▸ **Task to carry out**
Each record below is to be output with no change at all.

----------------

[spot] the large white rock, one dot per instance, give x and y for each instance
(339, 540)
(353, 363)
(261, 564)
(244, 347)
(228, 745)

----------------

▸ **Problem solution**
[spot] the large white rock, one dot per instance, give x and y for each instance
(339, 540)
(353, 363)
(261, 564)
(244, 347)
(228, 745)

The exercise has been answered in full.